= SOURCE TEXT =
Today, by contrast, preserved foods are the norm. We’ve got refrigerators, freezers, canning, vacuum-sealed plastic packaging, and an array of foods specifically designed for a long shelf life. (That’s something else olden days didn’t have. Food sitting on a shelf was food gone to waste.) We have “instant” mixes that, while they may not taste like the real deal, are close enough for people on a budget in time and money. I eat frozen dinners all the time, and they’re basically the same thing. And even when we do use older techniques, we combine them with the new, putting our pickles in the fridge.

Finally, our modern world has given us another benefit in terms of our diet. As we’ve become more connected, as the apparent distances between us have shrunk, we have expanded our palates. Any decent-sized American city will have not only American food, but Italian, Mexican, Japanese, Chinese, and many more. India and Thailand are about as far from the east coast as you can get while still on the same planet, yet immigration and modern food production have combined to let us sample their cuisines from thousands of miles away.

Now with magic

In the general timeframe of the Middle Ages, they didn’t have all that. Sure, there was a booming trade in spices, as there has always been. A few exotic foods made their way to distant locales, though rarely in fresh form. And the European climate in most places was so different from their nearest “exotic” trading partners, the Muslims of the Middle East and North Africa, that many of the food plants simply wouldn’t grow.

= TASKS TO CARRY OUT =
[A] Answer these from the passage on food preservation and cuisine:
(i) Where does the passage say we put our pickles?
(ii) Besides American food, which cuisines does it name as available in any decent-sized American city?
(iii) Who does it identify as the nearest "exotic" trading partners of most of Europe in the Middle Ages?
[B] Continue the passage on food preservation and cuisine, starting after its final sentence.

= DATASET EXTRACT =
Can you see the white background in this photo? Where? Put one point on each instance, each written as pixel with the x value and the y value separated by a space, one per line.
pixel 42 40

= ANSWERS FOR THIS EXERCISE =
[A]
(i) In the fridge.
(ii) Italian, Mexican, Japanese, and Chinese, "and many more."
(iii) The Muslims of the Middle East and North Africa.

[B]
Magic, as we’ve provided for our magical realm, won’t change that too much. The distances will still be great, and magical transportation won’t move that much faster than sea travel, once you take into account the often winding roads, the customs checkpoints, the weather, and so on. Grain can keep for a long time, and so can a lot of other food items, but the “goes bad quickly” set won’t shrink very much, because the timing isn’t right. Thus, this part of the exercise won’t be that different from what the real world gives us.

Producing food, however, will get a big boost from magic. Indeed, there’s almost no reason why that won’t be one of the first areas of interest our mages work on. Higher crop yields, protection against crop failure, larger stock, more eggs…these all help everybody in an agrarian society. If the mages don’t focus somewhat on improving agriculture, what good are they? (Even combat-oriented RPGs get this one right. D&D 4th Edition has Bloom as a 2nd-level ritual. Pathfinder’s Plant Growth can be cast at level 5, and it only takes 6 seconds. And that’s not counting the direct “Create Food” stuff.)

So we can assume our magical kingdom will have more food produced. Next up comes harvesting it, often a labor-intensive task. Again, we’ve seen how magic can reduce the labor needed by creating industrial-like machines. All that’s stopping the mages from moving into farm machines is imagination. They may not be to magic-powered combines and tractors yet, but those aren’t too far into the future.

Even a marginal mastery of heat and cold—one we’ve already said this realm has—opens up a lot of avenues for research into refrigeration and cooking. Everything from starting fires to chilling wine gets a boost, along with too many other things to name. Remember that cooking in pre-modern times is mostly about fire. Make that fire easier to work with, and the improvements naturally follow from there. The other processes of cooking, such as chopping, don’t benefit as much, but control over temperature more than makes up for that.

Last, let’s take a look at drinks. Most of those won’t be too modern, as our sodas and imitation fruit juices and “lite” beer take a lot of chemistry and machinery that is out of their league. But cold drinks will be more common, even in summer, and this magical kingdom may learn the joys of iced beverages far sooner than ours did. Fruit juices, easier to extract thanks to magical machines, will likely become popular. Distillation will allow for stronger alcoholic drinks. And then we come back to plain old water. With magic, purification gets a boost (it’s about the same as with alcohol, actually), so clean drinking water isn’t a problem, even in cities.